PROBLEM A: Locate every line in the records that contains the word "asphalt" and copy each of those lines. Case counts.
● ● ●
I don't know if it's the whole "I hate writing" so much as it is "I hate writing about this" sort of thing. I love to write. Any person who loves to write, can spend hours on end just writing. If you don't like it, then I'm sorry, you just ain't a writer.
The easy part is starting. The hard part is what happens in between because you want to get to that golden gate of an ending, though in reality it's the journey that's gonna make that ending worthwhile.
I can't do deadlines. I can't overplan because then the whole story loses it's flavour and sponteneity. Failure isn't an option until whatever I've written is written.
Then again, I've never really been in a situation where money is on the line...or even on the horizon, so my point of view may be askew in that sense.

submeg.com said...

An interesting take on this! I was looking at goals in general - and lack of motivation and no driving force is the reason I think people fail.

The idea of a writing buddy is a good idea! Need to find out who to lean towards!

Reagan Philips said...

Personally I love writing, it's the revising I'm not so fond of. Sometimes it's good, but after one too many critters to spoil the broth if you will, the revising feels--like different soup.

So I use writing a new story as my reward for getting revising done. IF I revise to set goal, I can write. Rewards motivate everyone, it's finding the right reward that makes it effective.

VonMalcolm said...

The Deadlines with Teeth is a good suggestion: just make the deadline goal reasonable, otherwise that deadline will lose its teeth fast!

@Suzanne Korb: my quote would be: 'I love writing the first draft and I love having written the final draft: I just hate writing and revising all of the drafts in between!'

To the people who love writing so much: writing is a fun trip: it's the perfecting the writing that's a pain to me: the grammar nit-picking, the endless research, the plot hole repairs, the deep character development: the revising, the revising and the revising. If you enjoy all that stuff, then, indeed, you are a better writer than I am -and I envy you!

Mom & Dad Beery said...

It took me 8 years to write my novel. That's because I have a lazy streak and am easily distracted, plus real life sometimes interrupted the process. What kept me going is this: I truly loved my story and the characters I created. If not for that, 8 years would have become 80, with no end in sight.
● ● ●
PROBLEM B: Duplicate word for word the part of the writing comments that opens with the words containing "Personally I love" and closes with "VonMalcolm said...".

RAW RECORDS:
● ● ●
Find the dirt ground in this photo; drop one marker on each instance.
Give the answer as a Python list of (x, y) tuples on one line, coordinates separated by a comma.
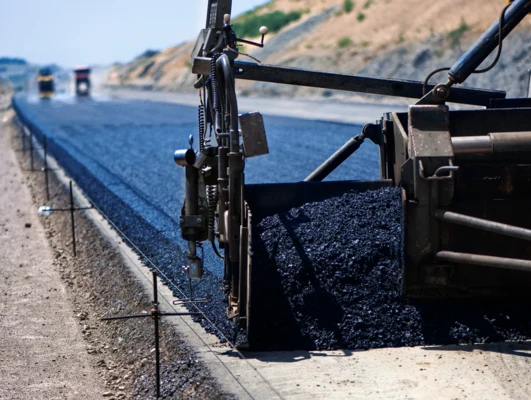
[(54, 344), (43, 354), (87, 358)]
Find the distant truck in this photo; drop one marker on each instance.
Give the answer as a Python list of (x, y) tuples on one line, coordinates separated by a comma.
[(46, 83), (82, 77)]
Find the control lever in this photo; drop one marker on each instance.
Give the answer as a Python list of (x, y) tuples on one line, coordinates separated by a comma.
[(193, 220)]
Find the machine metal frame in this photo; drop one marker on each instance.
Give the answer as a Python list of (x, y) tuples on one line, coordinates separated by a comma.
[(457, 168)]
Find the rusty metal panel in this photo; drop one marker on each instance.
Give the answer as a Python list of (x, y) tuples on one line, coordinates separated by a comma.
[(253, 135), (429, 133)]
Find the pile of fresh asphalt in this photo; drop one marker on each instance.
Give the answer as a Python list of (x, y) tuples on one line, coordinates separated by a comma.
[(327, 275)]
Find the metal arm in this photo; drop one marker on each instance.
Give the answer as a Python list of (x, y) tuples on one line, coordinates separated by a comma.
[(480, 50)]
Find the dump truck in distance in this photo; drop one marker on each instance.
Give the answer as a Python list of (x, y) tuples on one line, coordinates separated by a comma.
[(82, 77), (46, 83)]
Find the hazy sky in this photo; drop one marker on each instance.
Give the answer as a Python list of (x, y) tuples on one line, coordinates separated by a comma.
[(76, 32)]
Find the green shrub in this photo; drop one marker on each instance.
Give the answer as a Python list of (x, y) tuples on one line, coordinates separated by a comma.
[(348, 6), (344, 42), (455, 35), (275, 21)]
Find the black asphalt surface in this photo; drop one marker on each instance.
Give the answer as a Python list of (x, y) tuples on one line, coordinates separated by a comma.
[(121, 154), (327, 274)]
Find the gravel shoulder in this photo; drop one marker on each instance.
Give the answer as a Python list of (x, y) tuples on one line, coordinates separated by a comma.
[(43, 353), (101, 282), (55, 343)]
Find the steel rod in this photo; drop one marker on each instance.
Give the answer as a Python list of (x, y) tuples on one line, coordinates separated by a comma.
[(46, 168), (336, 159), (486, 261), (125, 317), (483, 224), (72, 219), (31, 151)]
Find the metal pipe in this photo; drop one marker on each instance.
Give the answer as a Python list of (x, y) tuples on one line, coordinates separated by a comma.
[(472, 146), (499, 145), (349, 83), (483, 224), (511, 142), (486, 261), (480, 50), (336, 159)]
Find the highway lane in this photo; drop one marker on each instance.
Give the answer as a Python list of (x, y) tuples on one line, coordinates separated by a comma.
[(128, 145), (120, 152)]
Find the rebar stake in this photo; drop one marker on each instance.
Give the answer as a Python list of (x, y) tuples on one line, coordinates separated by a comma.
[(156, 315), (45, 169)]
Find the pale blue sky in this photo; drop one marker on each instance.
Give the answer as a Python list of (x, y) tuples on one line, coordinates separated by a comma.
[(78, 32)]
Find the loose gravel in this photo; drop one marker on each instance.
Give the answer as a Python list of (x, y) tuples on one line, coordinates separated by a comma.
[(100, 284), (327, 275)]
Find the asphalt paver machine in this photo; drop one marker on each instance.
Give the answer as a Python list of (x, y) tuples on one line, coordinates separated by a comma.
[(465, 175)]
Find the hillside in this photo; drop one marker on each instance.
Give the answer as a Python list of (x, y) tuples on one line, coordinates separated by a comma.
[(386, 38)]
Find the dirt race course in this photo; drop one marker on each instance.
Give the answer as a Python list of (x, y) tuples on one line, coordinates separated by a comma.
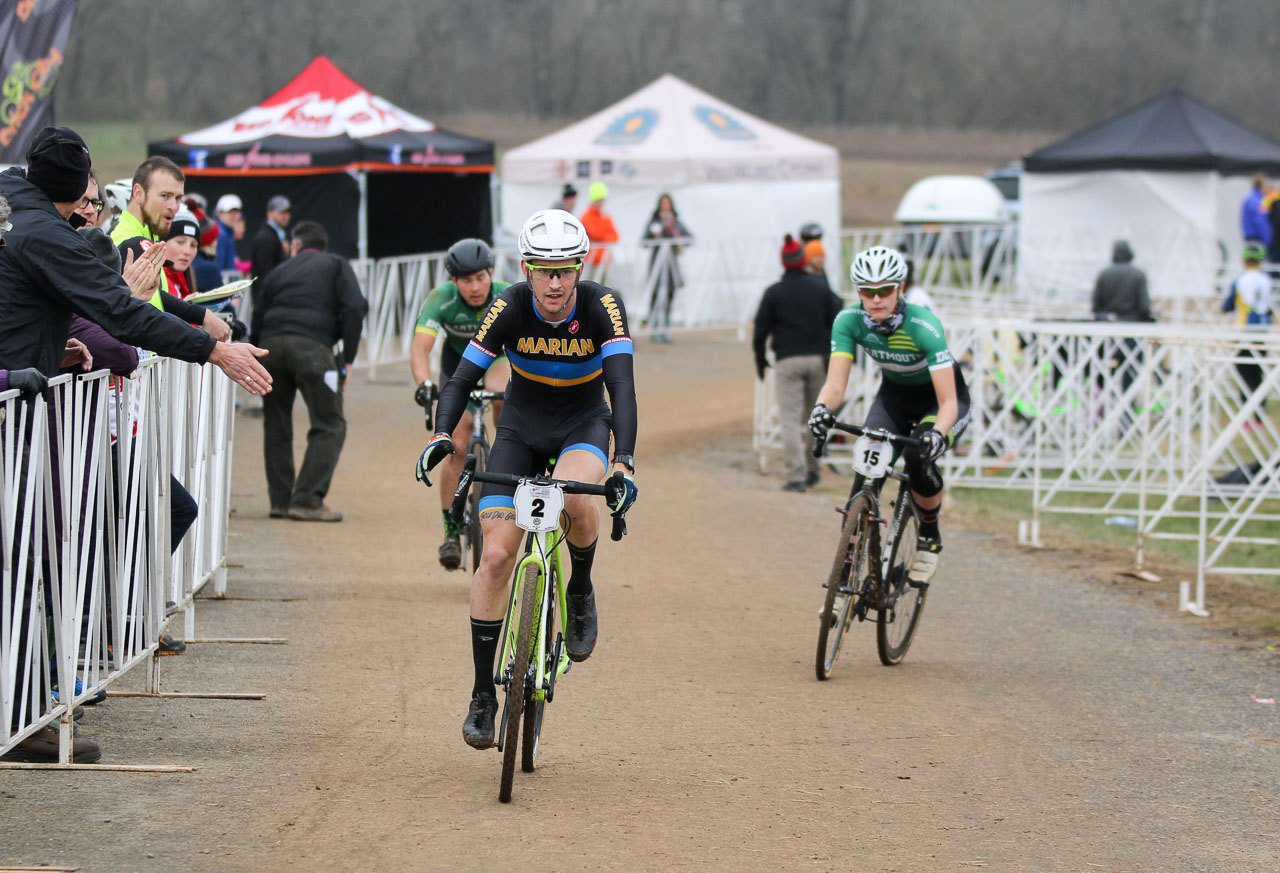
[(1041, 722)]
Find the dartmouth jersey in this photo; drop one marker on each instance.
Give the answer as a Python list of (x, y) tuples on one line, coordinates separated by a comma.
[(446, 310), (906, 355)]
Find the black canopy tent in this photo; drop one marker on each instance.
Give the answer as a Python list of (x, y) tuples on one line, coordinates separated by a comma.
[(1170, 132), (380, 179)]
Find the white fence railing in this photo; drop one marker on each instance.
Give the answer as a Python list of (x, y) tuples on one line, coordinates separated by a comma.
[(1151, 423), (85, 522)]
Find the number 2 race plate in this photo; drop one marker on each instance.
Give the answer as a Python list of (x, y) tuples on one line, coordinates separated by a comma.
● ● ●
RESPONSE A:
Find the pile of fresh asphalt in this photo; drop one marker on each instance.
Find the black asphalt surface in this photo; drop one marker on each instance.
Find the asphalt paver machine in this photo; drop one marker on each instance.

RESPONSE B:
Personally I love writing, it's the revising I'm not so fond of. Sometimes it's good, but after one too many critters to spoil the broth if you will, the revising feels--like different soup.

So I use writing a new story as my reward for getting revising done. IF I revise to set goal, I can write. Rewards motivate everyone, it's finding the right reward that makes it effective.

VonMalcolm said...